◆ **EXCERPTED TEXT**:
= = = = = = =
No one delivers pizza in space. It's sad but true. If you want to grow up to be an astronaut someday, don't do it for the fancy meals!

Eating in space presents some unique challenges for astronauts. Why? There's no gravity! If you let go of a piece of food, it will float off and drift around your space vehicle.

What about a cup of water? Forget it! Water won't stay in a cup. It, too, will float out and hang in the air.

To allow astronauts to stay in space for days or weeks at a time, scientists had to invent special ways of packaging and eating foods in space. The first such space foods were soft foods (kind of like baby food!) packaged in tubes like toothpaste.

For example, John Glenn became the first U.S. astronaut to eat in space when he ate applesauce from an aluminum tube during a 1962 Mercury space mission. He had to squeeze the food into his mouth.

If that doesn't sound very appetizing to you, you're not alone. Astronauts weren't crazy about it either. Eventually, scientists developed better, tastier foods that were easier to eat.

For example, freeze-drying was a technique that was developed. Food was cooked, quickly frozen, and then dehydrated in a special vacuum chamber. Freeze-dried food didn't need to be refrigerated and would last a long time.

To make most freeze-dried foods, astronauts squeeze water into the food packages and then eat the food after it absorbs the water. Astronauts can use hot water to make hot meals that are tasty and nutritious.

Some freeze-dried foods, like fruit, can be eaten dry. In fact, you may eat astronaut food from time to time without realizing it. Today, many breakfast cereals include freeze-dried fruits, like strawberries, that are delicious and add color and flavor.

Astronauts flying modern space shuttle missions now eat many of the same foods they eat on Earth. Food still needs to be dehydrated or prepared in special ways, but space shuttles now have full kitchens with hot water and an oven.

Astronauts can also use condiments, like ketchup, mustard, and mayonnaise, in packets to add flavor. Salt and pepper can be used, too, but they have to be used in a liquid form because otherwise the grains would just float away!
= = = = = = =
◆ **EXERCISE REQUIREMENTS**:
Reproduce the passage on eating in space starting at "Astronauts can also" and ending at "just float away!".

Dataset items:
= = = = = = =
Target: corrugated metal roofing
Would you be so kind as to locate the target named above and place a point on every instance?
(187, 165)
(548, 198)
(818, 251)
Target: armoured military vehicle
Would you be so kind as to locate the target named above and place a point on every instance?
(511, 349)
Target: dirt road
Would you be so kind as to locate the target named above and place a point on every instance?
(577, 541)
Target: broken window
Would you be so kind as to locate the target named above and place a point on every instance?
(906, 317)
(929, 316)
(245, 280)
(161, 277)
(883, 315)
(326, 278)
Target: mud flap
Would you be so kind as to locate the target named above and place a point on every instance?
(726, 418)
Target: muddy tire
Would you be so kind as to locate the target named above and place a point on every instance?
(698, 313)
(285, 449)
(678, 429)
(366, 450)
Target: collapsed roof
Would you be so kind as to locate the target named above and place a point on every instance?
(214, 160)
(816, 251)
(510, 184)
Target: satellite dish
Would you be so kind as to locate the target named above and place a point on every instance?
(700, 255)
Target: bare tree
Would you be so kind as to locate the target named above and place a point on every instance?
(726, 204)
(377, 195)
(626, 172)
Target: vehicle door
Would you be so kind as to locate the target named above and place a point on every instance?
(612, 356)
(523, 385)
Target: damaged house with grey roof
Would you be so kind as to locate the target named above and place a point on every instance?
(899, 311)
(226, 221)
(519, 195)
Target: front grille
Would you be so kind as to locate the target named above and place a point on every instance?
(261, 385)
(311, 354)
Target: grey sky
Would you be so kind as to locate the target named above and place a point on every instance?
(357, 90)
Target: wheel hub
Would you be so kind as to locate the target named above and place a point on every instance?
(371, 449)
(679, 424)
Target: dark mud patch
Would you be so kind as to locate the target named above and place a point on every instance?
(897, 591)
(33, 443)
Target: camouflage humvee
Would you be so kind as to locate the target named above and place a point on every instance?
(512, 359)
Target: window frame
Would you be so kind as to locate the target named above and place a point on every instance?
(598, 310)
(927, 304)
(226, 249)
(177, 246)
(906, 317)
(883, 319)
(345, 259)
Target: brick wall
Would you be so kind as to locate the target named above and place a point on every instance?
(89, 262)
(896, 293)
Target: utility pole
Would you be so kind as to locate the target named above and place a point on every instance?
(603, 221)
= = = = = = =
◆ **SOLUTION TO THE EXERCISE**:
Astronauts can also use condiments, like ketchup, mustard, and mayonnaise, in packets to add flavor. Salt and pepper can be used, too, but they have to be used in a liquid form because otherwise the grains would just float away!